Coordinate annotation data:
========

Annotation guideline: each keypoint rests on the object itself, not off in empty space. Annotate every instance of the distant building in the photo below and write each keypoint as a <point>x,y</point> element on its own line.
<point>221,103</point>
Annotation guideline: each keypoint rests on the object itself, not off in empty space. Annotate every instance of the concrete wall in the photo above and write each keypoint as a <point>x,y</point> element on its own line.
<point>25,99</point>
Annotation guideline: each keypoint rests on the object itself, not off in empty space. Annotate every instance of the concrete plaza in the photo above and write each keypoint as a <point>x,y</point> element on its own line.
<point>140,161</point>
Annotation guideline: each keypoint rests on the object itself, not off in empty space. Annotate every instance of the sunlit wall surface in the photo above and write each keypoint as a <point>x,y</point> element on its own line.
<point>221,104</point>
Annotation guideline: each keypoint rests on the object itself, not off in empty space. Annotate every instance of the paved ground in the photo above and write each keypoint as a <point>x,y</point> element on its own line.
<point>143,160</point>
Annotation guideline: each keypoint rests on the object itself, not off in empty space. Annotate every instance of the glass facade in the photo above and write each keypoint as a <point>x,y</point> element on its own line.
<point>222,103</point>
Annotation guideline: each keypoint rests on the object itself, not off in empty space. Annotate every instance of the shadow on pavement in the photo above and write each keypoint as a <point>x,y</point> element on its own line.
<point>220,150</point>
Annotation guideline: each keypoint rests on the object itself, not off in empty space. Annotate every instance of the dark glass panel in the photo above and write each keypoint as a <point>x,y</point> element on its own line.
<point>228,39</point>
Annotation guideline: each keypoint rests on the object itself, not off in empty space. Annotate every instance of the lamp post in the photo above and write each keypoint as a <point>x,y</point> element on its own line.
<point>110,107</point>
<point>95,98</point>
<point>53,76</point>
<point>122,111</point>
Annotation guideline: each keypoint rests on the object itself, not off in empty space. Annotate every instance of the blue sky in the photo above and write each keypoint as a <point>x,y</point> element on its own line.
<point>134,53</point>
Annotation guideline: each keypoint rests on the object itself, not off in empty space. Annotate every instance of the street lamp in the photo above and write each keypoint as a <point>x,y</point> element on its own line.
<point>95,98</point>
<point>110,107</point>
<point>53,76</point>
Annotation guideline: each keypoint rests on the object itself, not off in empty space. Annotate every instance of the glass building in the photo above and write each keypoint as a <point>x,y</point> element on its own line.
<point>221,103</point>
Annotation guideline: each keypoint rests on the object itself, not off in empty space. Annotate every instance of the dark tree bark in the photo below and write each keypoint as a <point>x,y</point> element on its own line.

========

**BRIEF**
Copy verbatim every line of the data from the line containing "of the street" through the last line, with both ends included.

**SOLUTION**
Annotation guideline: each keypoint rests on the object itself, not off in empty space. Annotate every instance of the street lamp in the photo above and write each keypoint as a <point>x,y</point> element on its own line.
<point>95,98</point>
<point>110,107</point>
<point>53,76</point>
Annotation guideline: each keypoint rests on the object itself, not off in empty space. Annotate every instance of the glass building in the photo above and write each keypoint as a <point>x,y</point> element on its own line.
<point>221,103</point>
Annotation guideline: each keypoint rests on the object itself, not off in empty space. Annotate every instance of the dark tree bark in the photo below and write each keypoint as a <point>x,y</point> element on its own line.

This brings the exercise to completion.